§ Exercise: Pick out each line in the rows below that contains the word "metal".

§ Given entries:
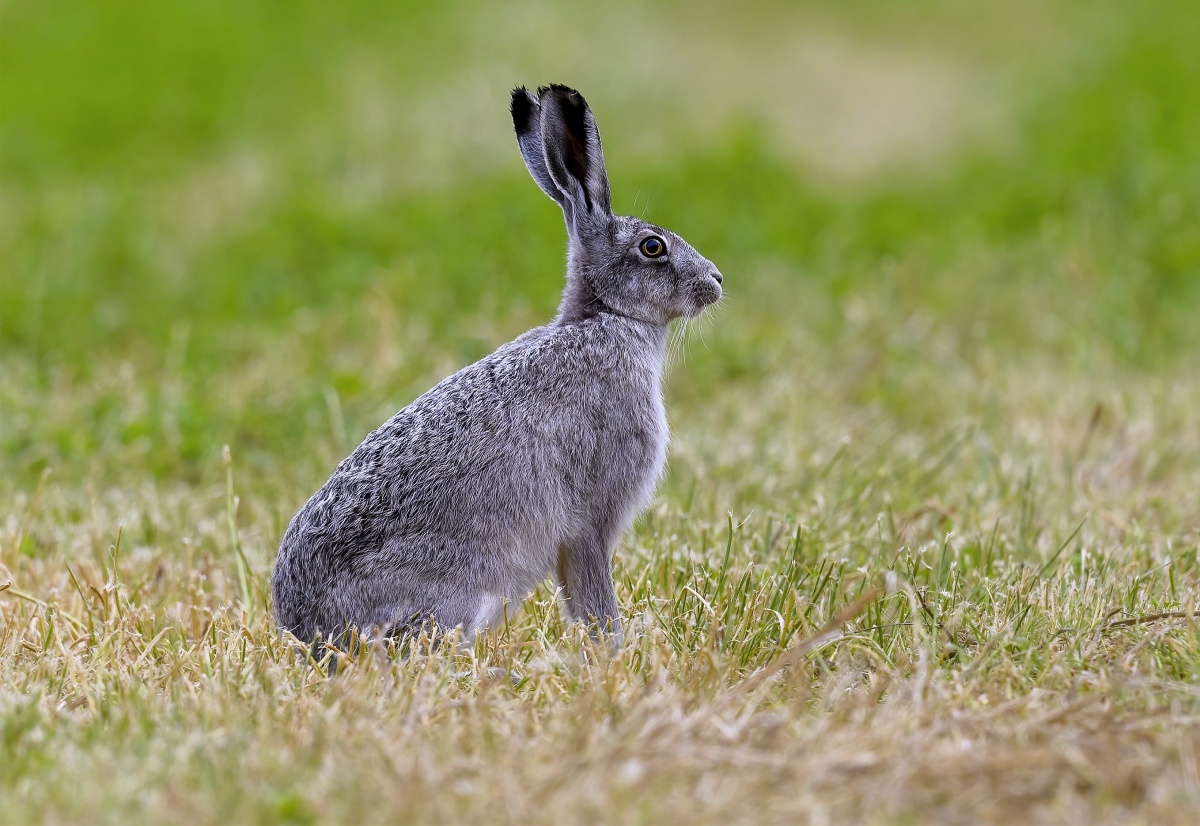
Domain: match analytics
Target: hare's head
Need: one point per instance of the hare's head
(616, 263)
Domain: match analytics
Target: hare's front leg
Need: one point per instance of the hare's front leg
(585, 574)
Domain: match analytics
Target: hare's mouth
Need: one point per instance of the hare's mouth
(702, 300)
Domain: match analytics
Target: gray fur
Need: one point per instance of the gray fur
(532, 461)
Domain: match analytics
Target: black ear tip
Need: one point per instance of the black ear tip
(522, 108)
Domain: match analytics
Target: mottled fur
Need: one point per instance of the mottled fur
(532, 461)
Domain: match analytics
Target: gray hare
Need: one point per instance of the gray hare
(532, 461)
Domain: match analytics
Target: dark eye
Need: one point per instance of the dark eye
(653, 247)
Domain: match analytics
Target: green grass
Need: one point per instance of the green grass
(928, 544)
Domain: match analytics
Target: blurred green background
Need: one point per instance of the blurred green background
(271, 225)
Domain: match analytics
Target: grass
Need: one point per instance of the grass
(928, 545)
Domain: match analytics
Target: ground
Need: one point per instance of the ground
(927, 550)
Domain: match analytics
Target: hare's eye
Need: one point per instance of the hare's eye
(653, 247)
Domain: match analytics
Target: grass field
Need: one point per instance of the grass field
(927, 550)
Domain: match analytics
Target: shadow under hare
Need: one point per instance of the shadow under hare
(532, 461)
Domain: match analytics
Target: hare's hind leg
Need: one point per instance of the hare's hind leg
(585, 574)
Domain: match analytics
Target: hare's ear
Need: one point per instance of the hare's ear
(527, 123)
(573, 153)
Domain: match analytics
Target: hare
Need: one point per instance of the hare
(532, 461)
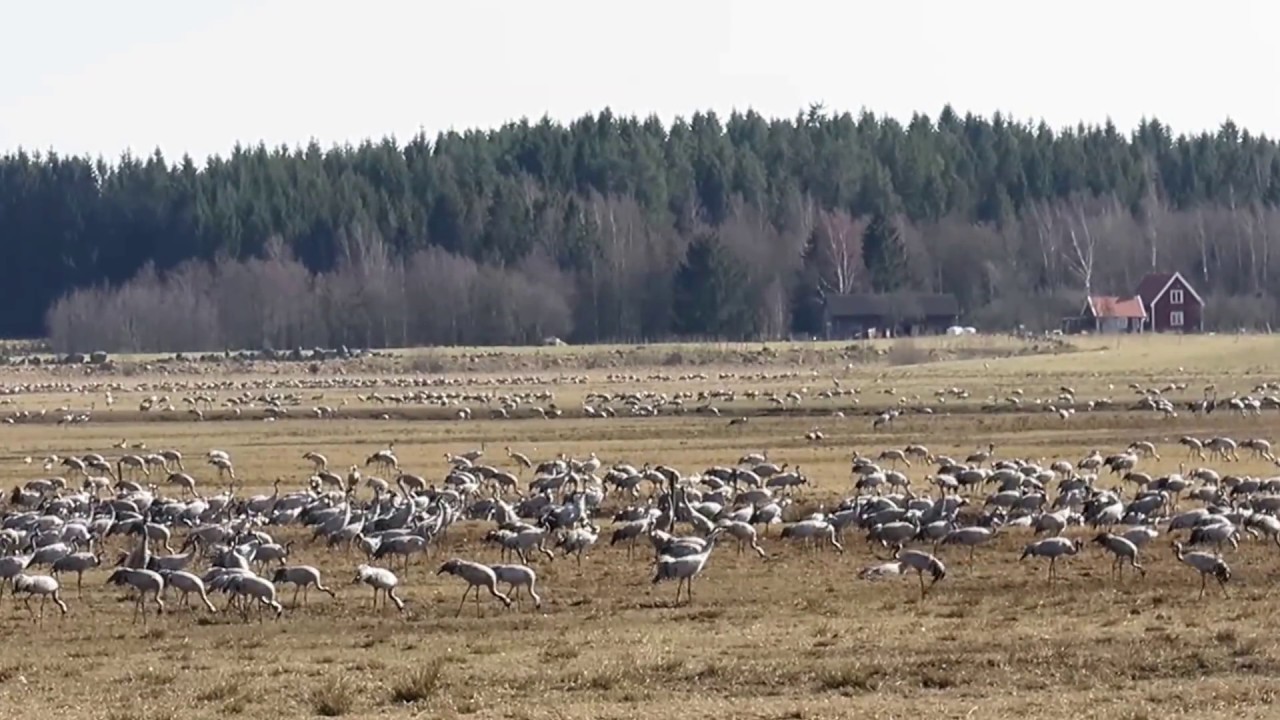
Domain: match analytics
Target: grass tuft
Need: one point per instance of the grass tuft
(419, 684)
(333, 697)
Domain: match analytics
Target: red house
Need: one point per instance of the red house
(1171, 304)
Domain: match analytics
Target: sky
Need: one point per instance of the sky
(193, 77)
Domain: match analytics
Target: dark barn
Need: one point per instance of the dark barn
(1173, 305)
(897, 314)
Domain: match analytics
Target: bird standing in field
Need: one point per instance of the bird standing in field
(1052, 548)
(905, 561)
(1206, 565)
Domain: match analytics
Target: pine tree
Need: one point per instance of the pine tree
(883, 254)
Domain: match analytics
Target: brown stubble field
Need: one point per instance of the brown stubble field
(796, 636)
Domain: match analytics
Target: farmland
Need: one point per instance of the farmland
(794, 636)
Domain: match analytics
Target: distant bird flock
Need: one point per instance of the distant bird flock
(142, 522)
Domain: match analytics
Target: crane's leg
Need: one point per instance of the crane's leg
(465, 593)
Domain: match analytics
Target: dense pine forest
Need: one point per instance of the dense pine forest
(616, 228)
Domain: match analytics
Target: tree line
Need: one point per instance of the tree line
(622, 228)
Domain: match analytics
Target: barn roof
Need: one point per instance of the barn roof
(905, 304)
(1112, 306)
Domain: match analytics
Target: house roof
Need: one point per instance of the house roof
(1112, 306)
(1156, 285)
(901, 304)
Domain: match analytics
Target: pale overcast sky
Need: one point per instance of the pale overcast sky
(97, 77)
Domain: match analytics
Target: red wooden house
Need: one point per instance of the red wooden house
(1171, 304)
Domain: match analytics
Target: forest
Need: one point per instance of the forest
(624, 228)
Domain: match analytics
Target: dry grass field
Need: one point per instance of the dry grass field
(795, 636)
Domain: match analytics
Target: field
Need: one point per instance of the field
(794, 636)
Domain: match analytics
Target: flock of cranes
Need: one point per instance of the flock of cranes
(536, 396)
(507, 520)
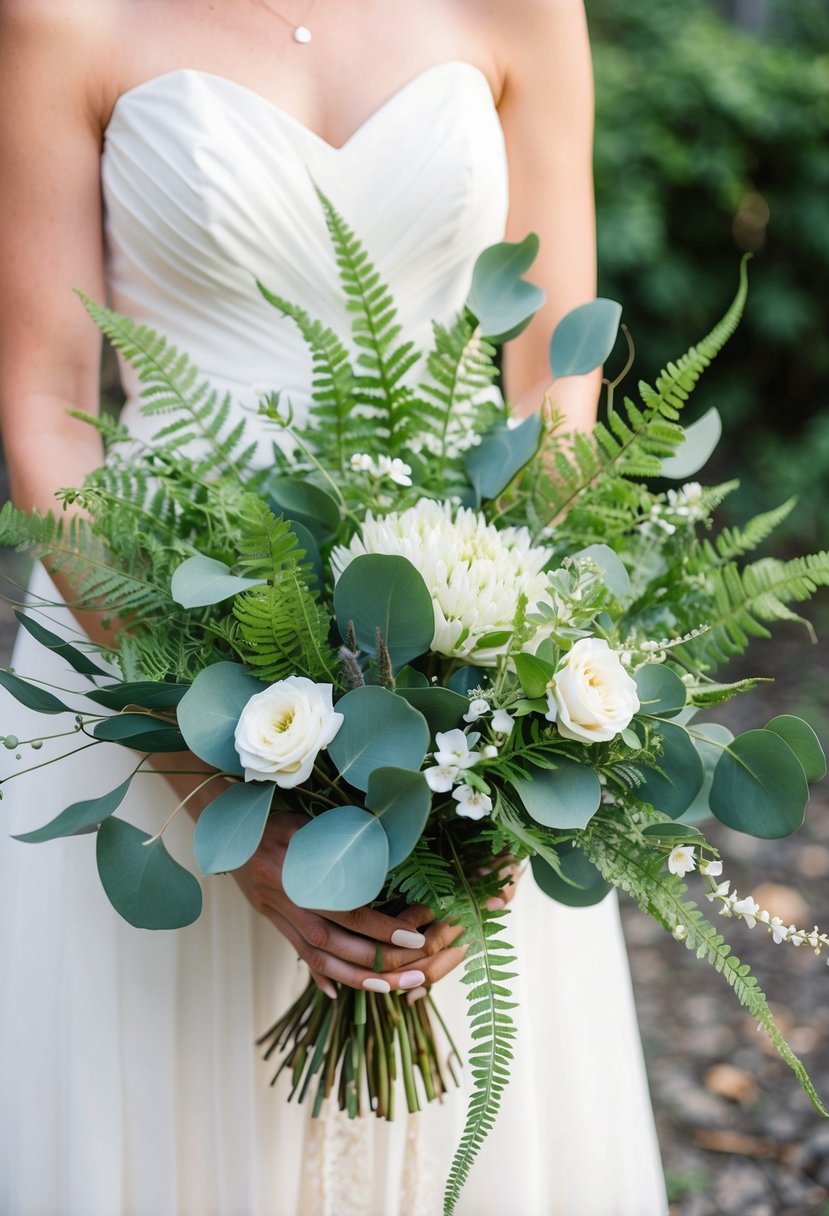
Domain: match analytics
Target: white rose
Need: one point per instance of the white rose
(282, 730)
(591, 697)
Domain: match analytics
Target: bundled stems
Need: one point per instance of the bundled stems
(356, 1046)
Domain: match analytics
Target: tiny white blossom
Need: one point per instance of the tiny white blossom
(681, 860)
(441, 777)
(472, 804)
(748, 908)
(454, 749)
(779, 932)
(502, 722)
(395, 469)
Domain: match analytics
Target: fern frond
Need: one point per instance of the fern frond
(629, 866)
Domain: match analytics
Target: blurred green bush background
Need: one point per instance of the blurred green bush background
(712, 139)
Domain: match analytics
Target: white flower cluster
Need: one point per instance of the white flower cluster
(474, 572)
(682, 860)
(384, 466)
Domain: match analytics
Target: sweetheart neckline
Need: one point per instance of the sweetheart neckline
(237, 86)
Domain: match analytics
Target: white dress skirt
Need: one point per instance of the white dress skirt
(129, 1080)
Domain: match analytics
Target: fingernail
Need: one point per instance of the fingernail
(376, 985)
(409, 939)
(411, 979)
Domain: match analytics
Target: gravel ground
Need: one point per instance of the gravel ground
(738, 1135)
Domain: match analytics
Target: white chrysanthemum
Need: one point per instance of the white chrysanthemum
(474, 572)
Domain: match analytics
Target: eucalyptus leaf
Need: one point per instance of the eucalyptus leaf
(500, 299)
(142, 880)
(77, 659)
(230, 828)
(384, 591)
(501, 455)
(697, 448)
(584, 338)
(760, 787)
(581, 885)
(616, 578)
(441, 708)
(80, 817)
(202, 580)
(28, 694)
(210, 709)
(804, 742)
(565, 797)
(401, 800)
(379, 730)
(660, 690)
(337, 862)
(140, 732)
(678, 777)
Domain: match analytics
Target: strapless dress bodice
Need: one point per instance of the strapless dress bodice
(208, 186)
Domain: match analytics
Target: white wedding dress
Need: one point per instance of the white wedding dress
(129, 1081)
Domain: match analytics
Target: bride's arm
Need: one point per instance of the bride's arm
(546, 110)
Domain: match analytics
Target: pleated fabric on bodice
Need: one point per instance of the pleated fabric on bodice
(209, 186)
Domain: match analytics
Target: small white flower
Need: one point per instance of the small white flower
(748, 908)
(472, 804)
(681, 860)
(779, 932)
(395, 469)
(441, 777)
(502, 722)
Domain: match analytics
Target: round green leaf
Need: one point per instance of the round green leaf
(337, 862)
(674, 786)
(565, 797)
(660, 690)
(384, 591)
(804, 742)
(202, 580)
(30, 696)
(210, 709)
(584, 338)
(585, 887)
(79, 817)
(441, 708)
(401, 800)
(500, 299)
(760, 787)
(142, 882)
(698, 443)
(140, 732)
(229, 829)
(379, 730)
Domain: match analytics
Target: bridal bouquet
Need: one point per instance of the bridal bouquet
(446, 639)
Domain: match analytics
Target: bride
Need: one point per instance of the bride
(163, 153)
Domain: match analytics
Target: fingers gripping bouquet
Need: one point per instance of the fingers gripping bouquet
(441, 637)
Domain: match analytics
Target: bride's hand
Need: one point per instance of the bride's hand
(345, 946)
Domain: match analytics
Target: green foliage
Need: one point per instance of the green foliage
(661, 895)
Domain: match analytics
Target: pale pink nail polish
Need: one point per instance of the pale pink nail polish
(411, 979)
(407, 939)
(373, 984)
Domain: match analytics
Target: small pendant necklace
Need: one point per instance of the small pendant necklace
(299, 33)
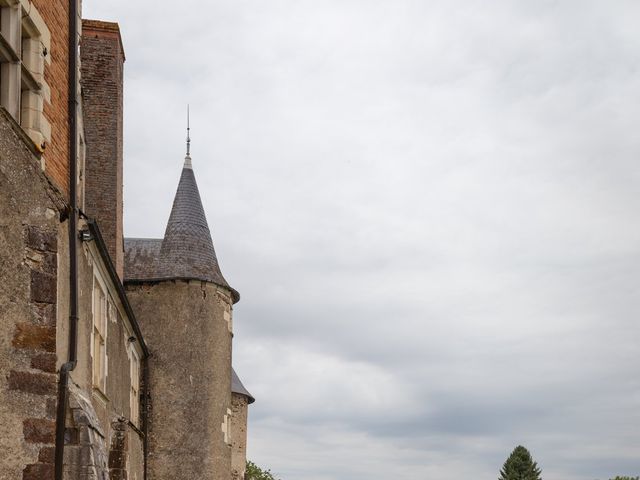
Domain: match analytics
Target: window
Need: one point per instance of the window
(99, 337)
(226, 427)
(24, 52)
(134, 399)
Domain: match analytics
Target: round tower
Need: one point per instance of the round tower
(240, 401)
(184, 306)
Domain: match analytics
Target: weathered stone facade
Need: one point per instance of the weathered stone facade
(30, 212)
(186, 318)
(239, 412)
(185, 325)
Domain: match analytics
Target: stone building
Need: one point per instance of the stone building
(115, 363)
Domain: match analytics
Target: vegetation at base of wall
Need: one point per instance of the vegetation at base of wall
(256, 473)
(520, 466)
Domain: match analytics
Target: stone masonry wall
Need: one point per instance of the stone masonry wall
(55, 14)
(188, 334)
(30, 229)
(102, 61)
(239, 409)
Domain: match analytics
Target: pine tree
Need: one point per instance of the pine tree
(520, 466)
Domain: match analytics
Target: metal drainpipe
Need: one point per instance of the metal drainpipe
(66, 368)
(145, 415)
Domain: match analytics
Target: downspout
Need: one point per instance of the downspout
(145, 415)
(67, 367)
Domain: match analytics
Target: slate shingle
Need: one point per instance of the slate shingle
(186, 251)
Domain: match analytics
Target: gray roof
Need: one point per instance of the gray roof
(186, 252)
(237, 387)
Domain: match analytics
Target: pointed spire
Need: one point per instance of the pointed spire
(187, 158)
(187, 248)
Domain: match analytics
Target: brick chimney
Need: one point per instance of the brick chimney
(102, 60)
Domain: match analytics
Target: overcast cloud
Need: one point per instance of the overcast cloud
(431, 211)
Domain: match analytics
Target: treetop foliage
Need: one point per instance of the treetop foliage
(520, 466)
(256, 473)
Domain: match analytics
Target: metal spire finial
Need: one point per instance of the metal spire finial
(187, 159)
(188, 132)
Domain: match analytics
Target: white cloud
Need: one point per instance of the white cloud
(430, 209)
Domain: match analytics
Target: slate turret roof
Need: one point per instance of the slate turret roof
(238, 387)
(186, 251)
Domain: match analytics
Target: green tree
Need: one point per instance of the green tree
(254, 472)
(520, 466)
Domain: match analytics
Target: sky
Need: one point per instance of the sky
(430, 209)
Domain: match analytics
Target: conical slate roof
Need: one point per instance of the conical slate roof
(187, 249)
(238, 387)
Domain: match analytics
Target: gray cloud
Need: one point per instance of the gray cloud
(430, 209)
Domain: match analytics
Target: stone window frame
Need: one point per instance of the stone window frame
(226, 427)
(134, 390)
(99, 330)
(25, 46)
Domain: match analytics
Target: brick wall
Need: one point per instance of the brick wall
(55, 13)
(102, 60)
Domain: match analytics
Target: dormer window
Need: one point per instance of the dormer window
(24, 54)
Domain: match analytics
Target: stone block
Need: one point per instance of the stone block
(44, 313)
(38, 471)
(45, 362)
(47, 455)
(43, 287)
(41, 239)
(35, 337)
(36, 383)
(39, 430)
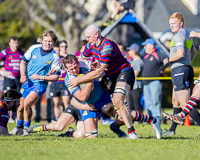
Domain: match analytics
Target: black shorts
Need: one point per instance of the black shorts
(182, 77)
(11, 84)
(127, 4)
(58, 89)
(74, 112)
(127, 76)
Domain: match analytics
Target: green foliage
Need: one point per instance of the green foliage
(47, 146)
(15, 20)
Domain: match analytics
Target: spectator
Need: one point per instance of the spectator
(153, 67)
(116, 6)
(182, 52)
(37, 61)
(11, 57)
(58, 89)
(137, 64)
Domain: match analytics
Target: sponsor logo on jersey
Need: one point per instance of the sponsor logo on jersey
(151, 59)
(122, 77)
(85, 113)
(34, 57)
(48, 62)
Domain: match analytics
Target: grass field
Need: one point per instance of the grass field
(47, 146)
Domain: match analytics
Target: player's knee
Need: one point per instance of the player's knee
(117, 102)
(58, 127)
(196, 89)
(80, 135)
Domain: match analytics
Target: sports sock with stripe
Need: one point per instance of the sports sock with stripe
(193, 102)
(174, 124)
(144, 118)
(194, 114)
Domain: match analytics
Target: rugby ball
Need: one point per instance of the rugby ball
(83, 84)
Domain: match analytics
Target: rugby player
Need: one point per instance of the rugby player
(182, 52)
(34, 68)
(9, 102)
(117, 69)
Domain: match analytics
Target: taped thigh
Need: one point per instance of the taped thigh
(120, 90)
(197, 81)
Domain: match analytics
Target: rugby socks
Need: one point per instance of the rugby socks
(44, 127)
(20, 123)
(174, 124)
(144, 118)
(194, 114)
(113, 127)
(131, 130)
(193, 102)
(27, 124)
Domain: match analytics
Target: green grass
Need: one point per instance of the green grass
(47, 146)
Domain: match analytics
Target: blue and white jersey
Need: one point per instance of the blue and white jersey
(40, 63)
(95, 93)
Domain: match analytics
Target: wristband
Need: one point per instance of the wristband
(42, 78)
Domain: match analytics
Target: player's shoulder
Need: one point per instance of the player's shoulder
(106, 45)
(182, 34)
(83, 64)
(33, 47)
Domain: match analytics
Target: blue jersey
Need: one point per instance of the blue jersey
(95, 94)
(40, 63)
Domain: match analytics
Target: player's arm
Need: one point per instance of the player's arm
(79, 105)
(83, 94)
(194, 34)
(88, 77)
(193, 53)
(180, 53)
(50, 78)
(23, 67)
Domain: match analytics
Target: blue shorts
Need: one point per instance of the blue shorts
(27, 88)
(182, 77)
(104, 99)
(58, 89)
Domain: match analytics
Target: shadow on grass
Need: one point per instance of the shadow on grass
(166, 138)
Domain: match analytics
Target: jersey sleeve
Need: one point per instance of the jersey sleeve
(179, 41)
(2, 54)
(106, 54)
(27, 56)
(72, 90)
(86, 53)
(56, 62)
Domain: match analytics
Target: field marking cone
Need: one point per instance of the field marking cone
(187, 121)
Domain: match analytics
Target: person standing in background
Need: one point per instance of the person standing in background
(11, 72)
(182, 52)
(58, 89)
(153, 67)
(137, 64)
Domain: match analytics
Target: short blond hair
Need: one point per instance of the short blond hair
(49, 33)
(179, 17)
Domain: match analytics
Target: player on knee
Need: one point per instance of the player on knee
(9, 102)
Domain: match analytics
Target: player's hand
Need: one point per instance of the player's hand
(73, 82)
(193, 34)
(35, 76)
(90, 107)
(52, 71)
(166, 61)
(95, 65)
(23, 79)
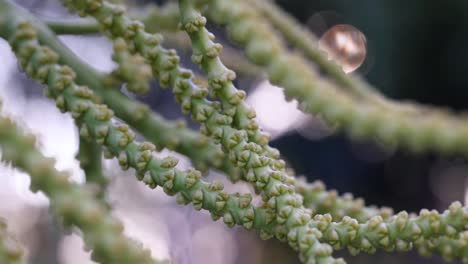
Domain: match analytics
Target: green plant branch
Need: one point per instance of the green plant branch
(424, 216)
(10, 250)
(304, 40)
(90, 157)
(156, 18)
(131, 69)
(206, 54)
(94, 122)
(411, 126)
(75, 205)
(151, 125)
(119, 24)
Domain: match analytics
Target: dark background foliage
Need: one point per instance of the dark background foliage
(417, 52)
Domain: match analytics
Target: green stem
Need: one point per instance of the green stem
(68, 27)
(74, 204)
(90, 157)
(10, 250)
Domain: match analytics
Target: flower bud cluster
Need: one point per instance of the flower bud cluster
(102, 233)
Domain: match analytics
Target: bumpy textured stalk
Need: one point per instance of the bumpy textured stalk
(73, 204)
(319, 194)
(131, 69)
(118, 24)
(90, 157)
(156, 18)
(161, 132)
(205, 53)
(304, 40)
(419, 128)
(449, 249)
(95, 122)
(10, 250)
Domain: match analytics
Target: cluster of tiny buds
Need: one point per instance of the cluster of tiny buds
(131, 69)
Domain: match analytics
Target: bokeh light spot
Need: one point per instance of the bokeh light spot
(346, 45)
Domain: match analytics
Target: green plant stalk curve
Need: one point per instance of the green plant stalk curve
(417, 127)
(102, 232)
(10, 250)
(95, 122)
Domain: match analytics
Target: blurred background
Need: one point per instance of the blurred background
(410, 50)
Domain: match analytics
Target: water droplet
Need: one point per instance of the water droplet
(346, 45)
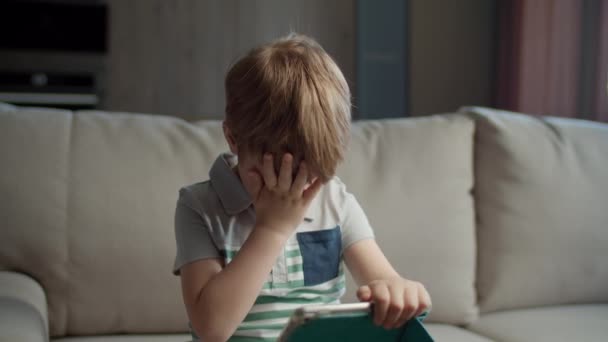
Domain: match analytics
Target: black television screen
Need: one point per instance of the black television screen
(78, 26)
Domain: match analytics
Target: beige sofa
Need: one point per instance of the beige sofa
(503, 216)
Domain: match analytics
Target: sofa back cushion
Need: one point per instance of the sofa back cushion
(89, 199)
(413, 177)
(541, 194)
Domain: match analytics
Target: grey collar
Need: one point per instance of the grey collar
(228, 186)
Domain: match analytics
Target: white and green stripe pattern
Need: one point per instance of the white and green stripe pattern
(279, 298)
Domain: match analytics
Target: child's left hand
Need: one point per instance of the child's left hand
(396, 300)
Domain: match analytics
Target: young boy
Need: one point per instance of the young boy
(268, 234)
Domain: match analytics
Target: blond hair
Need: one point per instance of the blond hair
(290, 96)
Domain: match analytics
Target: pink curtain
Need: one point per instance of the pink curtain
(540, 58)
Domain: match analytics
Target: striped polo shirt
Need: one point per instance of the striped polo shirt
(214, 218)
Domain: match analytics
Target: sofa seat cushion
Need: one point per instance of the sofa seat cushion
(541, 194)
(558, 323)
(128, 338)
(413, 178)
(451, 333)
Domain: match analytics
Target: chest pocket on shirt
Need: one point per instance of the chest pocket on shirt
(320, 251)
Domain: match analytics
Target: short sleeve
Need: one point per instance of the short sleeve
(355, 225)
(191, 234)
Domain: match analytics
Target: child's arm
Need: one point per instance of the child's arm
(218, 299)
(396, 300)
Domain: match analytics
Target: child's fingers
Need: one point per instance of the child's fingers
(381, 299)
(297, 188)
(395, 307)
(410, 300)
(424, 300)
(270, 178)
(364, 293)
(310, 193)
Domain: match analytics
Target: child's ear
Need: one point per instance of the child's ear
(230, 139)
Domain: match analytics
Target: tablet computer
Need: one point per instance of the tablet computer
(347, 322)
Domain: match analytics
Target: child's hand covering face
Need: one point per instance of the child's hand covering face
(280, 201)
(396, 300)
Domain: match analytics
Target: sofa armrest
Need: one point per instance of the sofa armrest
(23, 310)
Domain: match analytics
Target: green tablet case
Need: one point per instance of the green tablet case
(358, 327)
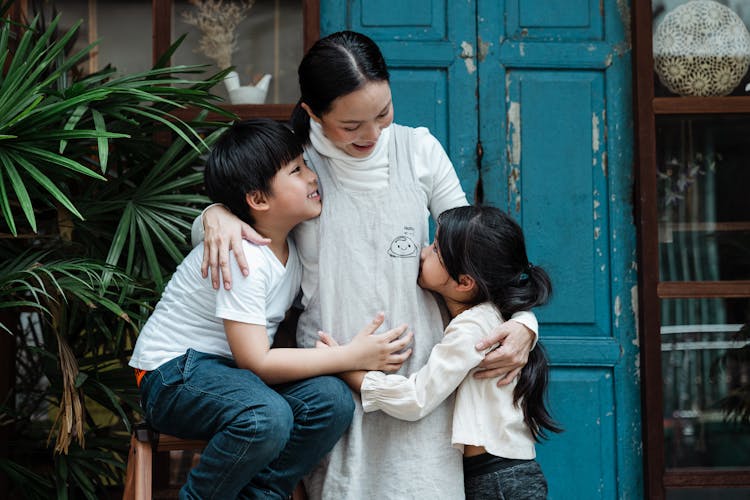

§ Solution for this problem:
Target: metal drainpipe
Need: one point per instance of the metal drainpipe
Target: metal spire finial
Need: one point per instance of the metal spire finial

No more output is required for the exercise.